--- begin Data records ---
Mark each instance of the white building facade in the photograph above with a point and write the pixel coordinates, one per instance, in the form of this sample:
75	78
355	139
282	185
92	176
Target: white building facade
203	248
--- end Data records ---
Objective ▸ Copy every row above word for word.

Response to this task ▸
Mark each instance of the white building facade in the photograph above with a point and write the pixel coordinates, one per instance, in the form of this sample:
75	78
355	139
282	185
92	176
Target: white building facade
203	248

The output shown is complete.